Skip to main content

Notice

Please note that most of the software linked on this forum is likely to be safe to use. If you are unsure, feel free to ask in the relevant topics, or send a private message to an administrator or moderator. To help curb the problems of false positives, or in the event that you do find actual malware, you can contribute through the article linked here.
Topic: www.soundexpert.info (Read 5318 times) previous topic - next topic
0 Members and 1 Guest are viewing this topic.

www.soundexpert.info

Seems to be interesting and helpful.  www.soundexpert.info
Any other opinions?

Serge.
keeping audio clear together - soundexpert.org

www.soundexpert.info

Reply #1
Quote
For the bitrates 128 kb/s and higher, where the difference between the reference and coded sound material is less perceptible, a different rating scale with "digital audio zoom" will be used. For the mentioned bitrates reference sound material will be coded-decoded for several times to make the drawbacks of audiocompression audible for the most of participants (testers).

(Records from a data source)

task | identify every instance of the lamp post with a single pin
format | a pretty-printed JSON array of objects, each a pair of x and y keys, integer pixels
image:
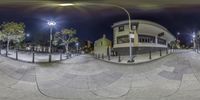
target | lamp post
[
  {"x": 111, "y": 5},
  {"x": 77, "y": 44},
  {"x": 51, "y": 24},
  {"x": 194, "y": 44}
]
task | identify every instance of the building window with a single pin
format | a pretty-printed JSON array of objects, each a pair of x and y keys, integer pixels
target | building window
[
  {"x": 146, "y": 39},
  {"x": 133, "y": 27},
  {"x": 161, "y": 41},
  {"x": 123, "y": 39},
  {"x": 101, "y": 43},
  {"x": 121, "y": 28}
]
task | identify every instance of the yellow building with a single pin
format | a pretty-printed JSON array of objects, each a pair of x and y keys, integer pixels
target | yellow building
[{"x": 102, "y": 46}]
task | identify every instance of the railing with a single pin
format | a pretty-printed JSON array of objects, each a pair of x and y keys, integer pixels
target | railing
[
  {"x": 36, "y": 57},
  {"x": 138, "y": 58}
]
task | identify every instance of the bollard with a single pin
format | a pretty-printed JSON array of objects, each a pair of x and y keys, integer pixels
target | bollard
* * *
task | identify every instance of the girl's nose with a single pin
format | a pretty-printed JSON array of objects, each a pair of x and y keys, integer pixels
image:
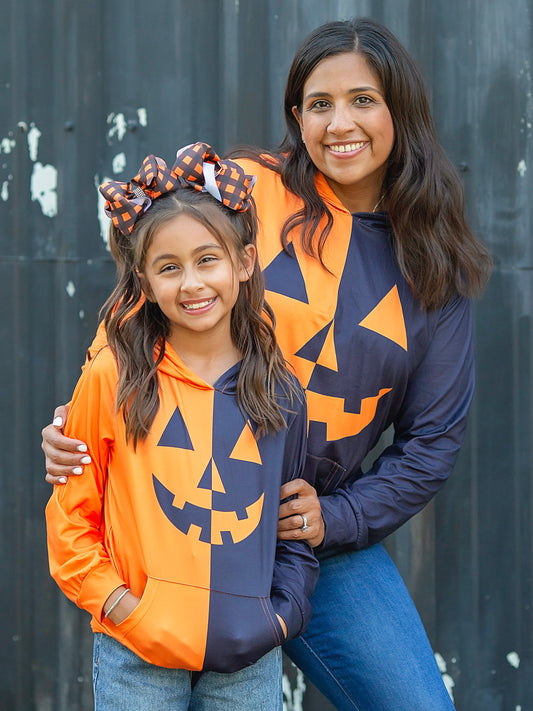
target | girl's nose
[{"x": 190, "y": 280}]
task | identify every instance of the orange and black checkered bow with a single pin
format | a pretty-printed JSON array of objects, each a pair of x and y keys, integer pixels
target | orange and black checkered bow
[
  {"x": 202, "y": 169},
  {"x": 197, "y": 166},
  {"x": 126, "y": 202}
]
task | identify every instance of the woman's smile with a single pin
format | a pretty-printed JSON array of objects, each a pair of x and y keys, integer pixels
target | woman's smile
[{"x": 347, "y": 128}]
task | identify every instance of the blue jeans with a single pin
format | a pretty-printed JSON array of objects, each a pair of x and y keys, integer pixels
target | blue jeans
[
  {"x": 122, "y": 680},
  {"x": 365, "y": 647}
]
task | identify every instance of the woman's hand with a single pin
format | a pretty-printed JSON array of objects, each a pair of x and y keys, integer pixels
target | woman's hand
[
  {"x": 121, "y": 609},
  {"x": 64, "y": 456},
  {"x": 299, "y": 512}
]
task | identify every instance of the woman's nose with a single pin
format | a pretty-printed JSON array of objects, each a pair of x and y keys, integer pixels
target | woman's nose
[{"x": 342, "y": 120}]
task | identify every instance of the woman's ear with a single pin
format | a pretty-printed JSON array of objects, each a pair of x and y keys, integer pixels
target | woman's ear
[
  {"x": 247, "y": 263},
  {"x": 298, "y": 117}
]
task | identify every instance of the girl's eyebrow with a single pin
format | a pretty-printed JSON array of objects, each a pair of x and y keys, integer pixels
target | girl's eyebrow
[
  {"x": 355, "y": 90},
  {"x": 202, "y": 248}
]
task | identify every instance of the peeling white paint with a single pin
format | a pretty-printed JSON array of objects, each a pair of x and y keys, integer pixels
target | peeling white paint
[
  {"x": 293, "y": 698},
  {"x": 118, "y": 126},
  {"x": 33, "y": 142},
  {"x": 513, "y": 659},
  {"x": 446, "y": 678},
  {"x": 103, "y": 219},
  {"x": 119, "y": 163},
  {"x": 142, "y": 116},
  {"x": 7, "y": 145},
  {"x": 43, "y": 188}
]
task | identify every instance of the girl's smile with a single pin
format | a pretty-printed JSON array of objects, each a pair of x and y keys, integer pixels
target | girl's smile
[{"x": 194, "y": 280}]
...
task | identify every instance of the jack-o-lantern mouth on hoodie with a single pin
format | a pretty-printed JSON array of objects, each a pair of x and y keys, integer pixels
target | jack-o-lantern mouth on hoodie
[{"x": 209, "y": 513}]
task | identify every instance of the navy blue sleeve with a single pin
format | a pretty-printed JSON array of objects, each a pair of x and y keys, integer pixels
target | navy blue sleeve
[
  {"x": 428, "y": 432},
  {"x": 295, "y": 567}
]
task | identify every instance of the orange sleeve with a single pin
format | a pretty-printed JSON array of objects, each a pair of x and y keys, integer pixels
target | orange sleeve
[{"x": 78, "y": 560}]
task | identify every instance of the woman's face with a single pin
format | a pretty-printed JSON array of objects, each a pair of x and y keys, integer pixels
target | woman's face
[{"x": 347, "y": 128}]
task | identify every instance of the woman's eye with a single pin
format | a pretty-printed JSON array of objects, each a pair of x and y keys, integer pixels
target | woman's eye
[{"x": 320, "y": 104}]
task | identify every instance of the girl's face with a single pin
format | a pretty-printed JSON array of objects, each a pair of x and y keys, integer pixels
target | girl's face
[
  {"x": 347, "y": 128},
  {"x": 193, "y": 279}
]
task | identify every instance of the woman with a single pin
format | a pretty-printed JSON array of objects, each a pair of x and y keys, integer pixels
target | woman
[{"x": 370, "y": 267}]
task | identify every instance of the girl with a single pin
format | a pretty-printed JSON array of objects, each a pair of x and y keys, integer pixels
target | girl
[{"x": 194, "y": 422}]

▶ [Your tasks]:
a – In the forum thread about soundexpert.info, what will be done to reference sound material at bitrates of 128 kb/s and higher to make compression drawbacks audible?
b – Proceed with the forum thread about soundexpert.info, picking up after its last sentence.

▶ [Answers to each task]:
a – It will be coded-decoded several times.

b –
I disagree with this technique.  I'm of the opinion that quality differences should be arrived at "fairly" by comparing only the first generation encoded file against the original.

The use of ABC/HR is laudable, but it would be much nicer for the statistics if it were somehow possible for them to keep track of all of each listener's inputs and group them together.  I don't think that is done currently because participation is anonymous (or at least only tracked by IP address, if at all).

For example, suppose listeners submitted multiple responses, and SoundExpert was able to group all the responses together per listener.  The ABC/HR results could be used to eliminate all the entries of a "noisy listener" (someone who is mostly guessing).  Right now, SoundExpert's only option is to eliminate responses where the original is rated higher than the encoded files -- each listener's results must be weighted equally to every other listener's results.

I like the idea of the random selection of a file to listen to (called a Latin Square Design in "Sensory Evaluation Techniques.")

I'd be interested in knowing what statistics will be used.

ff123

www.soundexpert.info

Reply #2
Serge Smirnoff:

Please do not cross post to multiple forums.  I deleted the duplicate in the main forum since this one already had a response.

I'll try to check out the page some later and post a more useful response

www.soundexpert.info

Reply #3
1. I've tied, but can't download any files from them.

2. To compare the quality of 32kbps mp3 to 32kbps WMA, a more appropriate test would be MUSHRA or the like.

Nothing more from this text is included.